Output, unchanged, every line of the rows from the one containing "[locate] dirt ground" down to the end of the rows, including both ends.
BEGIN Material shown
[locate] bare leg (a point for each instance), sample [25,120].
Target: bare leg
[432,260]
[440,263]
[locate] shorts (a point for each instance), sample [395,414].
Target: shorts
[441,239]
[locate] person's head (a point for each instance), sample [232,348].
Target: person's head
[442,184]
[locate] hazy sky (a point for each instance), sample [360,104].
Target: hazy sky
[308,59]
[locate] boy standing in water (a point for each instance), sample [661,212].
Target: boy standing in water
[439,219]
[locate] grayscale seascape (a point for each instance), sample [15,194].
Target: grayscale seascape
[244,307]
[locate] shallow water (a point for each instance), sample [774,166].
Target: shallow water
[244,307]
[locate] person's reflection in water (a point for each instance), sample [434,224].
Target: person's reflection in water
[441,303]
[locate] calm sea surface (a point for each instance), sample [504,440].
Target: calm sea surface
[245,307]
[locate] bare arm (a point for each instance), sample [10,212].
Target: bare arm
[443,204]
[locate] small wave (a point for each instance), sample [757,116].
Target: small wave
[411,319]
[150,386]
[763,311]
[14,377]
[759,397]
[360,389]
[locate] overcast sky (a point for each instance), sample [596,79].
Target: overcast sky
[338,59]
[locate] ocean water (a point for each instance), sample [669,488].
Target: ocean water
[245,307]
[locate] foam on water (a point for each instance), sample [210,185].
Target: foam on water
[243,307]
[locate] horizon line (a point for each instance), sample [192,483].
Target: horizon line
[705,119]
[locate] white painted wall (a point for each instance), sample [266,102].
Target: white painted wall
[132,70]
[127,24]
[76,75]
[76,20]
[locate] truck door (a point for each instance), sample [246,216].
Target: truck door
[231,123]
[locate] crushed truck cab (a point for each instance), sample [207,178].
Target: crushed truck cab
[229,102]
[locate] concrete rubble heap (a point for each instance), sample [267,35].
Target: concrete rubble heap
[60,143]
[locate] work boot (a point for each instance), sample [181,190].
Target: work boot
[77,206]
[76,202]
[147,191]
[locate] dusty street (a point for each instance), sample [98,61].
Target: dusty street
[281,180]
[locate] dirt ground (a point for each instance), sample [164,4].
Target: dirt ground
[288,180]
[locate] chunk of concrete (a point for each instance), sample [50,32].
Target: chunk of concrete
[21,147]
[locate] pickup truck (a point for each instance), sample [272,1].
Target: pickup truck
END Material shown
## Response for this exercise
[locate] dirt ground (a point for each instance), sample [164,4].
Target: dirt ground
[288,180]
[locate] chunk of concrete (a point for each instance), sample [50,32].
Target: chunk of concrete
[21,147]
[locate] pickup truck (a point for each instance), sample [272,1].
Target: pickup truck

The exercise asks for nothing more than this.